== Segment start ==

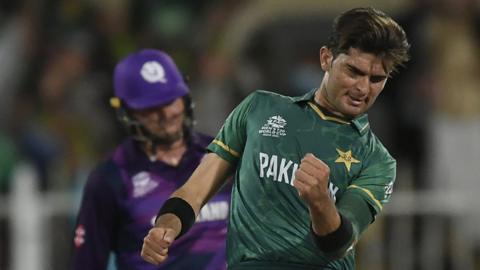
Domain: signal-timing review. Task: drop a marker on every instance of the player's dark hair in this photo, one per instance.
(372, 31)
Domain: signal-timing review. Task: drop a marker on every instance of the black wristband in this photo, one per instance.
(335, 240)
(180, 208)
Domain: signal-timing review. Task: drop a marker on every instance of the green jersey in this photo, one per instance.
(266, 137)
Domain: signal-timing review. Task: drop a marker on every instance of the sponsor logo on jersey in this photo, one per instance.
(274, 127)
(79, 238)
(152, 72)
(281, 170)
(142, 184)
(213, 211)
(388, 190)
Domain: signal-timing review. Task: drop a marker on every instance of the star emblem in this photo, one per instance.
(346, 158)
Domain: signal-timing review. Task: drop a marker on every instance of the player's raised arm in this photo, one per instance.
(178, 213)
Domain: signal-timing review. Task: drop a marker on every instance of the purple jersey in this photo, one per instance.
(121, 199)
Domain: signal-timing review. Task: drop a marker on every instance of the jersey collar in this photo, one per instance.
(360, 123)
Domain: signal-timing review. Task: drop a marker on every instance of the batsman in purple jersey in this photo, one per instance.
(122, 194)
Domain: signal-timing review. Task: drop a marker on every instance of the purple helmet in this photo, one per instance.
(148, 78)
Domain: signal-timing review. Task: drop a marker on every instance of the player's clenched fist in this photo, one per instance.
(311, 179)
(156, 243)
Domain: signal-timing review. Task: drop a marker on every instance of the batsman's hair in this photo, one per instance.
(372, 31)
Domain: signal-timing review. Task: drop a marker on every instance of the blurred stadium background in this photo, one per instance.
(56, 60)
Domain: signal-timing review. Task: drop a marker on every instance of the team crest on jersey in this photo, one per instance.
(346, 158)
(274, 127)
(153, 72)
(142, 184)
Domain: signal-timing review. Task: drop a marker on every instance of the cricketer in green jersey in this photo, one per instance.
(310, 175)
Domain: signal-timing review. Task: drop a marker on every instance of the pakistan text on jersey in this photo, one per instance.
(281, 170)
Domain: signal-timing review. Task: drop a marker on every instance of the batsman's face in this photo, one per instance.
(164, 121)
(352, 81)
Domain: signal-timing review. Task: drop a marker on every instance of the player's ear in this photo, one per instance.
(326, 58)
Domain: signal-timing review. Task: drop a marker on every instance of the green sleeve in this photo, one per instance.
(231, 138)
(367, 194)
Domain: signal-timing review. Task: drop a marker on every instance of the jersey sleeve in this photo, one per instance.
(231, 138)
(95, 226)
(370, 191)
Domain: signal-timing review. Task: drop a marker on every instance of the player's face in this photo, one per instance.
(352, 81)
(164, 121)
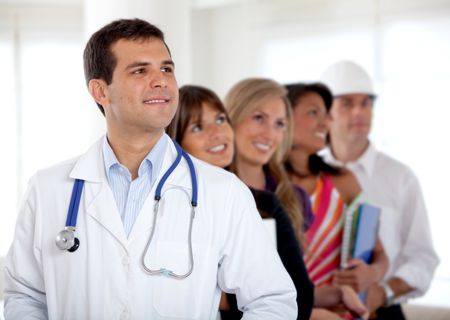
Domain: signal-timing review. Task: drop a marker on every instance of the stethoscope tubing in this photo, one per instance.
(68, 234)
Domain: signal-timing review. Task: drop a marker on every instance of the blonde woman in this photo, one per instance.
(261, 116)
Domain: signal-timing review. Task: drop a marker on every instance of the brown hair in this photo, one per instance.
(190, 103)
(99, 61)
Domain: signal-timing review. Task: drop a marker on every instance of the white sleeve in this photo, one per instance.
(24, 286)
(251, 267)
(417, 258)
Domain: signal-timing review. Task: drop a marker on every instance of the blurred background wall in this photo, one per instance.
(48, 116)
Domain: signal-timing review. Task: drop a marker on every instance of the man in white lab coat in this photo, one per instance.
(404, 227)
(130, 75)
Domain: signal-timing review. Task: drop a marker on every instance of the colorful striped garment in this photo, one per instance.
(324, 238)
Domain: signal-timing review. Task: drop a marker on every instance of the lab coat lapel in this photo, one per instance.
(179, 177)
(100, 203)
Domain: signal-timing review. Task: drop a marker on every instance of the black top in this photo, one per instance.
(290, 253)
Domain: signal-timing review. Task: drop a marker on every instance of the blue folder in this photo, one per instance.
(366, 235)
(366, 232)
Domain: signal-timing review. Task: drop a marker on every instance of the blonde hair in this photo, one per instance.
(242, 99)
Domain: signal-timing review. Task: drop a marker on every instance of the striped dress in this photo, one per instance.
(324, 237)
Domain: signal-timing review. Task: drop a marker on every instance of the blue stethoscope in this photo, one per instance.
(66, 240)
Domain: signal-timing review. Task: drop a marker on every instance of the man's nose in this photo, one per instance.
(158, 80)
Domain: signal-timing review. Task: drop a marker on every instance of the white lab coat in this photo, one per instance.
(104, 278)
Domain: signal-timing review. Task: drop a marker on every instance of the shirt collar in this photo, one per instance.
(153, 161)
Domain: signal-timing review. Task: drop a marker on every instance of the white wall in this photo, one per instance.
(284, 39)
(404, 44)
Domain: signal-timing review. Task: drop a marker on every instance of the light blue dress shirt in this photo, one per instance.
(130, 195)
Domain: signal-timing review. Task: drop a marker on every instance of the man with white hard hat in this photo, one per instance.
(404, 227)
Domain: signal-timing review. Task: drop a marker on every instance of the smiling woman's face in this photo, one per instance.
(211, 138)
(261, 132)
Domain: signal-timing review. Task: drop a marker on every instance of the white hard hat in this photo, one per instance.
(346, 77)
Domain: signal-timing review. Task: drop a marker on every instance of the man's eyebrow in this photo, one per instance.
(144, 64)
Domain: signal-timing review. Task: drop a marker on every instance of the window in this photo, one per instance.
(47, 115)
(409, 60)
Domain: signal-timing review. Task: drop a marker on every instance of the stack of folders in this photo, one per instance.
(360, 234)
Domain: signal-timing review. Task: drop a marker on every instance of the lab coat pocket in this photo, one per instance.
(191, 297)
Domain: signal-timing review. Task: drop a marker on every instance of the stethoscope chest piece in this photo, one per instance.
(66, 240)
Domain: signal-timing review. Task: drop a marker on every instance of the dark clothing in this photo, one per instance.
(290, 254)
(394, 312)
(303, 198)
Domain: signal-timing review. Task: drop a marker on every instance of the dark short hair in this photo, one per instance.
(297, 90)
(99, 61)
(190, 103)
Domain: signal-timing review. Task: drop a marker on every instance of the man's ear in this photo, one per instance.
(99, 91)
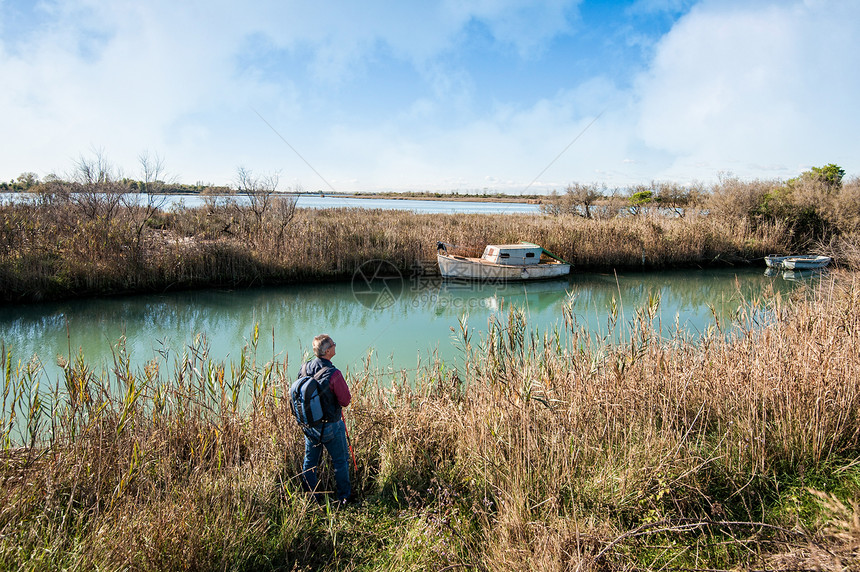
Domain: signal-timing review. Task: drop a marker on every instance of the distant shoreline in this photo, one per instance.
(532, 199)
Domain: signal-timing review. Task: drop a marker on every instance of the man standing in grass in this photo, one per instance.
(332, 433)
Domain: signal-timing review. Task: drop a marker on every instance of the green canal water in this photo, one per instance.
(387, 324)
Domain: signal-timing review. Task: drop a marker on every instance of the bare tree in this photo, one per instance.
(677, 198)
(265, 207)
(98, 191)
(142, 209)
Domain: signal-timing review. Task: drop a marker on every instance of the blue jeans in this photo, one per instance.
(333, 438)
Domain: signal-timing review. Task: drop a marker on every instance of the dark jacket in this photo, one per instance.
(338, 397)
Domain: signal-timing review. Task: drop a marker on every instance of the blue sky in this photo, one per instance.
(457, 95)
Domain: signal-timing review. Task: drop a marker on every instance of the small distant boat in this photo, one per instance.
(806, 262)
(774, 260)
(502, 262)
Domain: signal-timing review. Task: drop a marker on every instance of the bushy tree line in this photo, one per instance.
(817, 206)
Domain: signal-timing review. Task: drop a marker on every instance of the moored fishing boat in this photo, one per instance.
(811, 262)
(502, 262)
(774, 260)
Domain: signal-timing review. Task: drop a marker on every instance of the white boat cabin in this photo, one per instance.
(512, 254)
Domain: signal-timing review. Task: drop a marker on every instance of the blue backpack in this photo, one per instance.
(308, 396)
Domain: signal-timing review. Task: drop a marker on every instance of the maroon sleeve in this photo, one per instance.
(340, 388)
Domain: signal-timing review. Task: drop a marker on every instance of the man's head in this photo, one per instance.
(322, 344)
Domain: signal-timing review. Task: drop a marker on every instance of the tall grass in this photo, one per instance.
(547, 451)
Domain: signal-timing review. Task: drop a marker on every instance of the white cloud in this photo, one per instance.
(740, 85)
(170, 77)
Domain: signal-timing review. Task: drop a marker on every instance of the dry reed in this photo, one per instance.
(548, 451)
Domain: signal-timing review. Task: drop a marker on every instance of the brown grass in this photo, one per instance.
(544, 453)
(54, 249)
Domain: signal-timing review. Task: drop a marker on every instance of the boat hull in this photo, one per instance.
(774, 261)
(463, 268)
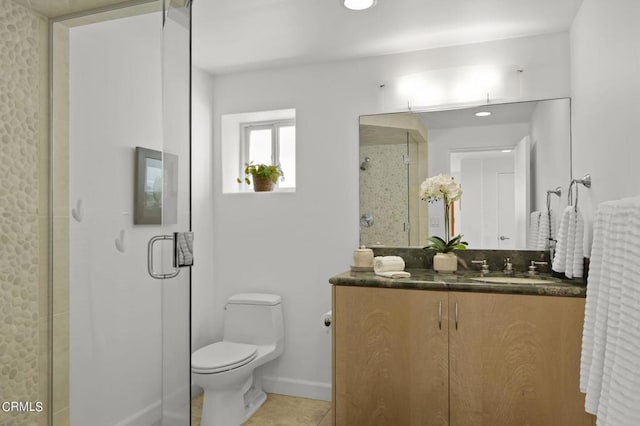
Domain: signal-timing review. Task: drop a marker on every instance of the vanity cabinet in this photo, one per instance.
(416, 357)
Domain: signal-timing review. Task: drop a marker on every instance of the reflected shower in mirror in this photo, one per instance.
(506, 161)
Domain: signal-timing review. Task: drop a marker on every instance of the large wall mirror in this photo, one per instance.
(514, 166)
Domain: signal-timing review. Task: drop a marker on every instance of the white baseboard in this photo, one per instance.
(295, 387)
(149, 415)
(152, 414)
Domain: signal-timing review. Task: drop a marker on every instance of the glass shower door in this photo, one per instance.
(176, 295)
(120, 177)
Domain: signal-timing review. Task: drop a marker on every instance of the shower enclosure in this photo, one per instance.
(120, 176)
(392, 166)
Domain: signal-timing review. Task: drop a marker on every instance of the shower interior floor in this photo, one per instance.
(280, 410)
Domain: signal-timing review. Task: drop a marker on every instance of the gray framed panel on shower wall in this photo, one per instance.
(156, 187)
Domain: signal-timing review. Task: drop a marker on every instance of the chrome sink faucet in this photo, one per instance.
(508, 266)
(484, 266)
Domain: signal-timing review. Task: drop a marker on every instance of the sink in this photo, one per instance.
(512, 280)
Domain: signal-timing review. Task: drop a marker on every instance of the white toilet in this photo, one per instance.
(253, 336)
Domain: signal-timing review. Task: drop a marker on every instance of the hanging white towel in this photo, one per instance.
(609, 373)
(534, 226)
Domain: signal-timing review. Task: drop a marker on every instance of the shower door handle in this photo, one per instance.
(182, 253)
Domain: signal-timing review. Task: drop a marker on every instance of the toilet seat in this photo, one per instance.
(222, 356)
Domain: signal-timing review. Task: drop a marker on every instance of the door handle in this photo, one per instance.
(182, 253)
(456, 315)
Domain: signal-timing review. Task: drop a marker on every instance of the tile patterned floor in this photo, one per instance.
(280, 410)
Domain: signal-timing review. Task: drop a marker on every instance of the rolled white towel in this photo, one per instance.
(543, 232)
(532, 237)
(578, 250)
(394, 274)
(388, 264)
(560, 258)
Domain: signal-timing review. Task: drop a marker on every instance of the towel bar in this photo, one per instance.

== Segment end ==

[WORK TASK] From the line containing "the shower door" down to the final line of the records above, copy everything exactly and include nothing else.

[YOUR RESPONSE]
Domain: signal-timing review. Task: drop a marker on every instance of the shower door handle in this photo, one per instance.
(182, 253)
Domain: signal-timing review. Task: drop a marker on every instance of the toilet seat in this photo, one per instance.
(222, 356)
Domain: signal-timing review. Task: drop a marker on every instance of the door handle in this photo, one per instance.
(182, 253)
(456, 315)
Domain: signal-timing review. Task: drop a marker on every instance of the tile patterned floor in this photo, one per instance.
(280, 410)
Domain: signal-timing review. Task: drop a marker on every instance of the rolled white towel in this photo, one per instance.
(543, 232)
(532, 237)
(578, 250)
(394, 274)
(388, 264)
(560, 258)
Domain: signal-timing review. Task: drop a marker on every instance of the towel bar in this photo, one per instance.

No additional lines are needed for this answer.